» **THE EXERCISE**: Return the following lines verbatim.

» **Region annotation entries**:
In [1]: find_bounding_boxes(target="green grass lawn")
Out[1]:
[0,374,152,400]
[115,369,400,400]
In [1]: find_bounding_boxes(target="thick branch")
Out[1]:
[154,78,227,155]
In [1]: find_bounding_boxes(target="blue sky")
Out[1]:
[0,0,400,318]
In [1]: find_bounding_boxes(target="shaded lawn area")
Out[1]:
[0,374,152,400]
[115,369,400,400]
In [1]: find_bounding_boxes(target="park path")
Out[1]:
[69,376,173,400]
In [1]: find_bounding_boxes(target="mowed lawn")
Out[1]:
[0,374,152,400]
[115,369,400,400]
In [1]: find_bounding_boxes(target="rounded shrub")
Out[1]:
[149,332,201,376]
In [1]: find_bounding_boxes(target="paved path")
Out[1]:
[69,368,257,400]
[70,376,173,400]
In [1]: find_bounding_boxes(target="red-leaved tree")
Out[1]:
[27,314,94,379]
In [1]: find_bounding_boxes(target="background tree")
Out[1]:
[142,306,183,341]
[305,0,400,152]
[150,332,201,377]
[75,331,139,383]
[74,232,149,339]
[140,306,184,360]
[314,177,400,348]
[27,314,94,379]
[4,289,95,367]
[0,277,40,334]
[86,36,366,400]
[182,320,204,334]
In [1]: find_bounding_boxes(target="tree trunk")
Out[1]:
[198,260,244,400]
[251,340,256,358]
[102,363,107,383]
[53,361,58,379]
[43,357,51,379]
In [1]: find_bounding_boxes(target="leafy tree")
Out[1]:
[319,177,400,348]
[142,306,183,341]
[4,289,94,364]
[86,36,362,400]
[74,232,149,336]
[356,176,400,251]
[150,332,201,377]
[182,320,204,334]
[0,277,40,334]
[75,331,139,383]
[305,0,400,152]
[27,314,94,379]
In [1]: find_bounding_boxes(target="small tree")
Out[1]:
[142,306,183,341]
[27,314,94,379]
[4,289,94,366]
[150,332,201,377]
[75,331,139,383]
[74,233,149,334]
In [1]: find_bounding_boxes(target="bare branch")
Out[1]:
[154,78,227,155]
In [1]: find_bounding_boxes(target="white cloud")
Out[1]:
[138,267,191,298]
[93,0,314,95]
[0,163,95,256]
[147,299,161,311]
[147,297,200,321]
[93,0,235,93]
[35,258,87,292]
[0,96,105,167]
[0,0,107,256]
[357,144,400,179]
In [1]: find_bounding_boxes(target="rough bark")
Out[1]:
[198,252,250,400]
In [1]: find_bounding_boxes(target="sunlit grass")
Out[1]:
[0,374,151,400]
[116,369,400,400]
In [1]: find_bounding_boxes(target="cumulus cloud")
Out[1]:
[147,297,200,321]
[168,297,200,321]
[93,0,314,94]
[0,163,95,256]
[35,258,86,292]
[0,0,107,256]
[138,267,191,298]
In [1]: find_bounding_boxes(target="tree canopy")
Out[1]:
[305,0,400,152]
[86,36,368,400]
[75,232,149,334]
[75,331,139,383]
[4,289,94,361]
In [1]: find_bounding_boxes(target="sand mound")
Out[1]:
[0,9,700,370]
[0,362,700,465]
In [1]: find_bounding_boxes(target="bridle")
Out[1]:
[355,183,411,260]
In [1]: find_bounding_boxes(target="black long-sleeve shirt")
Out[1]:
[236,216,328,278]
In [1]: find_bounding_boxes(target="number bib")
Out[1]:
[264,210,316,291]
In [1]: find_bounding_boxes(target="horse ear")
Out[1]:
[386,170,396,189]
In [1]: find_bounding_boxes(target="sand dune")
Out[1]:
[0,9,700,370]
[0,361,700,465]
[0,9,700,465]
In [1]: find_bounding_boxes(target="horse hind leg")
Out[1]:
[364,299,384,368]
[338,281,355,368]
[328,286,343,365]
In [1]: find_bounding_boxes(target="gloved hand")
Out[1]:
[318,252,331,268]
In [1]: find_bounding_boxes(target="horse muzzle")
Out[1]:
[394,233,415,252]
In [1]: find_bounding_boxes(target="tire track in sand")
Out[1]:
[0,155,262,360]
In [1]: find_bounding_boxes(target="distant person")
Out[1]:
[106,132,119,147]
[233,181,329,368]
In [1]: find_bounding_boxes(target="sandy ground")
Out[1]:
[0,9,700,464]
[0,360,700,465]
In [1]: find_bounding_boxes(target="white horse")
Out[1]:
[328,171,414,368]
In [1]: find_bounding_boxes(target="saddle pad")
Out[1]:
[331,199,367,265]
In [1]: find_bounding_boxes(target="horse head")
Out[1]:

» **WRITTEN ANSWER**:
In [1]: find_bounding_boxes(target="green grass lawn")
Out[1]:
[0,374,152,400]
[115,369,400,400]
In [1]: find_bounding_boxes(target="thick branch")
Out[1]:
[154,78,227,155]
In [1]: find_bounding_boxes(target="blue sky")
Out[1]:
[0,0,400,318]
In [1]: find_bounding_boxes(target="shaded lawn area")
Out[1]:
[0,374,152,400]
[115,369,400,400]
In [1]: find_bounding_boxes(target="park path")
Out[1]:
[69,376,173,400]
In [1]: find_bounding_boxes(target="mowed lawn")
Out[1]:
[0,374,152,400]
[115,369,400,400]
In [1]: find_bounding_boxes(target="rounded shrub")
Out[1]:
[149,332,201,376]
In [1]: find_bounding_boxes(target="paved path")
Out[1]:
[69,368,257,400]
[70,376,173,400]
In [1]: find_bounding_boxes(target="red-leaved tree")
Out[1]:
[27,314,94,379]
In [1]: find_bounding_boxes(target="background tree")
Out[1]:
[142,306,183,341]
[305,0,400,152]
[150,332,201,377]
[75,331,139,383]
[74,232,149,339]
[140,306,184,360]
[314,177,400,348]
[27,314,94,379]
[4,289,95,367]
[0,277,40,334]
[86,36,366,400]
[182,320,204,334]
In [1]: find_bounding_boxes(target="tree trunk")
Out[1]:
[198,260,244,400]
[251,340,256,358]
[102,363,107,383]
[53,361,58,379]
[43,357,51,379]
In [1]: find_bounding_boxes(target="leafy tree")
Out[1]:
[319,177,400,348]
[142,306,183,341]
[4,289,94,364]
[86,36,362,400]
[74,232,149,336]
[356,176,400,251]
[150,332,201,377]
[182,320,204,334]
[0,277,40,334]
[75,331,139,383]
[305,0,400,152]
[27,314,94,379]
In [1]: find_bounding_boxes(target="small tree")
Out[1]:
[142,306,183,341]
[27,314,94,379]
[4,289,94,366]
[150,332,201,377]
[75,331,139,383]
[74,233,149,334]
In [1]: find_bounding_boxes(target="bare branch")
Out[1]:
[154,78,227,155]
In [1]: find_bounding_boxes(target="white cloud")
Out[1]:
[138,267,191,298]
[93,0,314,95]
[0,163,95,256]
[147,299,161,311]
[147,297,200,321]
[93,0,235,93]
[35,258,87,292]
[0,96,105,167]
[0,0,107,256]
[357,144,400,179]
In [1]: find_bounding_boxes(target="rough bark")
Out[1]:
[198,252,250,400]
In [1]: find_bounding_boxes(target="sunlit grass")
Out[1]:
[0,374,151,400]
[116,369,400,400]
In [1]: find_bounding_boxes(target="cumulus cloud")
Out[1]:
[147,297,200,321]
[168,297,200,321]
[93,0,314,94]
[0,163,95,256]
[35,258,86,292]
[0,0,107,256]
[138,267,191,298]
In [1]: find_bounding_boxes(target="tree canopy")
Out[1]:
[305,0,400,152]
[86,36,368,400]
[75,232,149,334]
[75,331,139,383]
[4,289,94,361]
In [1]: find_bounding_boxes(target="sand mound")
Out[1]:
[0,9,700,370]
[0,362,700,465]
In [1]: find_bounding_boxes(target="bridle")
Out[1]:
[355,183,411,260]
In [1]: find_bounding_boxes(target="black long-sleeve shirt")
Out[1]:
[236,216,328,278]
In [1]: find_bounding_boxes(target="number bib")
Out[1]:
[264,210,316,291]
In [1]: find_bounding_boxes(target="horse ear")
Out[1]:
[386,170,396,189]
In [1]: find_bounding_boxes(target="sand dune")
Out[1]:
[0,9,700,370]
[0,361,700,465]
[0,9,700,465]
In [1]: find_bounding_boxes(target="horse hind leg")
Out[1]:
[364,299,384,368]
[338,281,355,368]
[328,286,343,365]
In [1]: find_bounding_boxes(target="gloved hand")
Out[1]:
[318,252,331,268]
In [1]: find_bounding_boxes(target="horse muzzle")
Out[1]:
[394,233,415,252]
In [1]: find_bounding_boxes(target="tire track in sand")
Out[1]:
[0,155,262,360]
In [1]: find_bounding_boxes(target="distant person")
Out[1]:
[106,132,119,147]
[233,181,329,368]
In [1]: find_bounding_boxes(target="sandy ground")
Out[1]:
[0,9,700,464]
[0,360,700,465]
In [1]: find_bounding_boxes(target="white horse")
Out[1]:
[328,171,414,368]
In [1]: find_bounding_boxes(target="saddle pad")
Out[1]:
[331,199,367,265]
In [1]: find_bounding_boxes(target="horse head")
Out[1]:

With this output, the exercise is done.